■ Text extract
━━━━━━━━
In this post I shall assume that rises in CO2 concentrations are responsible for all observed increases in global surface temperatures since before the Industrial Revolution. I shall ignore any other mechanism which has been proposed as a possible natural cause of the observed warming; for example recovery from the Little Ice Age, solar activity etc. Under this assumption we can then simply assume that changes in temperature deltaT = some function(CO2 concentration)
The atmosphere is opaque to IR radiation emitted from the Earth’s surface for the main CO2 absorption bands. Radiation to space in these bands then takes place in the upper troposphere where temperatures are much colder due to the Lapse Rate of 6-10 degrees/kilometer. As CO2 concentrations increase over time the fog gets a bit thicker, and the effective height where the fog clears moves to a higher level where the temperature is lower, thus reducing heat loss. As a result of all this the Earth’s surface warms slightly, increasing the outgoing IR radiation until the overall energy balance is maintained. This is my understanding of the CO2 greenhouse effect. Radiation transfer calculations based on this theory [1] result in a logarithmic dependence of the radiative forcing (extra heating effect), as follows.
━━━━━━━━
■ Recorded data
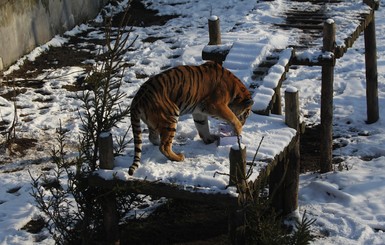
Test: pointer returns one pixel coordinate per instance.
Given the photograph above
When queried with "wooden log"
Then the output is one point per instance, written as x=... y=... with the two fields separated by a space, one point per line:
━━━━━━━━
Revise the part of the CO2 warming text that opens with "In this post" and closes with "some function(CO2 concentration)", putting "last glacial period" wherever "Little Ice Age" appears. You won't need the material for this.

■ Task answer
In this post I shall assume that rises in CO2 concentrations are responsible for all observed increases in global surface temperatures since before the Industrial Revolution. I shall ignore any other mechanism which has been proposed as a possible natural cause of the observed warming; for example recovery from the last glacial period, solar activity etc. Under this assumption we can then simply assume that changes in temperature deltaT = some function(CO2 concentration)